Task to complete
Copy the data below word for word, leaving out the pictures.

Mask labeling samples:
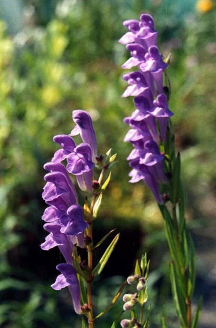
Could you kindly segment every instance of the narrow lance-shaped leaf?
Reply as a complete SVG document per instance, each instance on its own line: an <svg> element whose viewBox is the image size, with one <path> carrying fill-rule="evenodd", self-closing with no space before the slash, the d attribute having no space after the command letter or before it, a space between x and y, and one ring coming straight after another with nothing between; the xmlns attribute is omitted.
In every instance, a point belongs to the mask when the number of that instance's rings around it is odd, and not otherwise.
<svg viewBox="0 0 216 328"><path fill-rule="evenodd" d="M187 326L187 310L185 302L181 288L178 285L173 263L171 262L170 266L170 276L172 292L175 307L179 321L183 327Z"/></svg>
<svg viewBox="0 0 216 328"><path fill-rule="evenodd" d="M197 327L198 327L198 323L199 323L199 318L200 316L200 313L201 312L201 310L202 310L202 306L203 297L201 296L199 301L198 306L196 312L196 314L193 319L191 328L197 328Z"/></svg>
<svg viewBox="0 0 216 328"><path fill-rule="evenodd" d="M116 230L116 229L113 229L113 230L111 230L111 231L110 231L109 232L108 232L108 234L107 234L106 235L105 235L105 236L104 237L103 237L102 238L101 238L100 240L99 241L97 244L96 244L95 246L94 246L94 247L92 249L92 250L93 250L94 249L95 249L97 248L97 247L98 247L99 246L100 246L100 245L102 244L102 243L103 242L104 240L106 239L108 236L109 236L110 235L112 234L112 232L113 232L114 231L115 231L115 230Z"/></svg>
<svg viewBox="0 0 216 328"><path fill-rule="evenodd" d="M77 275L78 280L80 283L80 292L81 294L81 299L82 304L88 302L87 300L87 294L86 294L86 290L85 286L85 279L83 277L81 277L79 274Z"/></svg>
<svg viewBox="0 0 216 328"><path fill-rule="evenodd" d="M117 243L119 235L119 234L116 235L105 251L103 255L92 271L92 274L94 276L99 275L102 272Z"/></svg>
<svg viewBox="0 0 216 328"><path fill-rule="evenodd" d="M98 196L98 197L94 205L93 211L93 218L94 219L96 218L98 216L98 212L99 212L101 205L102 196L103 194L102 193L101 193Z"/></svg>
<svg viewBox="0 0 216 328"><path fill-rule="evenodd" d="M105 190L109 184L109 182L110 181L110 179L111 178L111 175L112 175L112 172L110 172L108 176L104 182L103 184L102 185L102 186L101 187L101 189L102 190Z"/></svg>
<svg viewBox="0 0 216 328"><path fill-rule="evenodd" d="M119 297L121 294L122 293L123 291L124 288L124 287L125 286L125 285L126 284L127 284L127 281L125 281L121 285L120 288L119 289L118 291L116 294L115 297L114 297L113 298L110 304L108 305L107 307L106 308L105 310L104 310L103 311L102 311L102 312L101 312L99 314L98 314L97 316L96 316L95 318L94 319L95 320L96 319L98 319L100 317L101 317L104 314L104 313L106 313L106 312L109 311L109 310L110 310L110 309L111 309L111 308L113 307L113 306L114 305L115 303L118 300Z"/></svg>
<svg viewBox="0 0 216 328"><path fill-rule="evenodd" d="M185 193L183 190L182 184L180 183L180 186L179 202L179 232L180 234L183 231L184 226L185 225Z"/></svg>
<svg viewBox="0 0 216 328"><path fill-rule="evenodd" d="M143 325L142 325L142 328L146 328L147 327L147 325L148 324L148 323L149 322L149 313L150 312L150 309L151 308L150 305L149 305L148 309L148 313L147 313L147 315L146 316L146 319L144 321Z"/></svg>
<svg viewBox="0 0 216 328"><path fill-rule="evenodd" d="M180 188L180 154L179 152L175 161L171 180L170 198L173 204L176 204L179 198Z"/></svg>
<svg viewBox="0 0 216 328"><path fill-rule="evenodd" d="M193 242L190 234L189 235L189 277L188 293L189 297L193 295L196 278L196 257Z"/></svg>
<svg viewBox="0 0 216 328"><path fill-rule="evenodd" d="M162 317L161 318L160 323L161 325L161 328L168 328L167 325L164 317Z"/></svg>
<svg viewBox="0 0 216 328"><path fill-rule="evenodd" d="M148 280L147 280L143 290L139 291L138 293L138 301L140 305L143 305L143 304L146 303L148 300Z"/></svg>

Complete response
Could you kindly segment every instance of the narrow lance-shaped leaf?
Reply as a complete SVG document per instance, each instance on its own line: an <svg> element whose viewBox is the image size, with one <path> carrying fill-rule="evenodd", self-closing with no space before the slash, the d attribute having no space after the command letter or before it, a space between x and y, and one ring coming straight after another with nothing between; the xmlns attribute is omitted.
In every instance, a point belongs to the mask when the number of that instance's rings around it is odd, and not otherwise.
<svg viewBox="0 0 216 328"><path fill-rule="evenodd" d="M187 326L187 310L185 302L181 288L178 285L173 263L171 262L170 266L170 276L172 292L175 307L179 321L183 327Z"/></svg>
<svg viewBox="0 0 216 328"><path fill-rule="evenodd" d="M197 327L198 327L198 323L199 323L199 318L200 316L200 313L201 312L201 310L202 310L202 306L203 297L201 296L199 301L198 306L196 312L196 314L193 319L191 328L197 328Z"/></svg>
<svg viewBox="0 0 216 328"><path fill-rule="evenodd" d="M116 230L116 229L113 229L113 230L111 230L111 231L110 231L109 232L108 232L108 234L107 234L106 235L105 235L105 236L104 237L103 237L102 238L101 238L100 240L99 241L97 244L96 244L95 246L94 246L94 247L92 249L92 250L93 250L94 249L95 249L97 248L97 247L98 247L99 246L100 246L100 245L102 244L102 243L103 242L104 240L106 239L108 236L109 236L110 235L112 234L112 232L113 232L114 231L115 231L115 230Z"/></svg>
<svg viewBox="0 0 216 328"><path fill-rule="evenodd" d="M77 275L78 280L80 283L80 292L81 294L81 299L82 304L88 302L87 300L87 294L86 294L86 290L85 286L85 279L83 277L81 277L79 274Z"/></svg>
<svg viewBox="0 0 216 328"><path fill-rule="evenodd" d="M117 243L119 235L119 234L116 235L105 251L103 255L92 271L92 274L94 276L99 275L102 272Z"/></svg>
<svg viewBox="0 0 216 328"><path fill-rule="evenodd" d="M98 196L98 197L94 205L93 211L93 218L94 219L96 218L98 216L98 212L99 212L101 205L102 196L103 194L102 193L101 193Z"/></svg>
<svg viewBox="0 0 216 328"><path fill-rule="evenodd" d="M105 190L109 184L109 182L110 181L110 179L111 178L111 175L112 175L112 172L110 172L108 176L104 182L103 184L102 185L102 186L101 187L101 189L102 190Z"/></svg>
<svg viewBox="0 0 216 328"><path fill-rule="evenodd" d="M119 297L121 294L122 293L123 291L124 288L124 287L125 286L125 285L126 284L127 284L127 281L125 281L121 285L120 288L119 289L118 291L116 294L115 297L114 297L113 298L110 304L108 305L107 307L106 308L105 310L104 310L103 311L102 311L102 312L101 312L99 314L98 314L97 316L96 316L95 318L94 319L95 320L96 319L98 319L100 317L101 317L104 314L104 313L106 313L106 312L109 311L109 310L110 310L110 309L111 309L111 308L113 307L113 306L114 305L115 303L118 300Z"/></svg>
<svg viewBox="0 0 216 328"><path fill-rule="evenodd" d="M185 193L183 190L182 184L180 183L180 186L179 202L179 232L180 234L183 231L184 226L185 225Z"/></svg>
<svg viewBox="0 0 216 328"><path fill-rule="evenodd" d="M143 325L142 325L142 328L146 328L147 327L147 325L148 324L148 323L149 322L149 313L150 312L150 309L151 308L150 305L149 305L148 309L148 313L147 313L147 315L146 316L146 319L144 321Z"/></svg>
<svg viewBox="0 0 216 328"><path fill-rule="evenodd" d="M180 188L180 154L179 152L175 161L171 180L170 198L173 204L176 204L179 198Z"/></svg>
<svg viewBox="0 0 216 328"><path fill-rule="evenodd" d="M193 242L190 234L189 235L189 277L188 293L189 297L193 295L196 278L196 257Z"/></svg>
<svg viewBox="0 0 216 328"><path fill-rule="evenodd" d="M162 317L161 318L160 323L161 325L161 328L168 328L167 325L164 317Z"/></svg>
<svg viewBox="0 0 216 328"><path fill-rule="evenodd" d="M148 280L147 280L143 290L139 291L138 293L138 301L140 305L143 305L143 304L146 303L148 300Z"/></svg>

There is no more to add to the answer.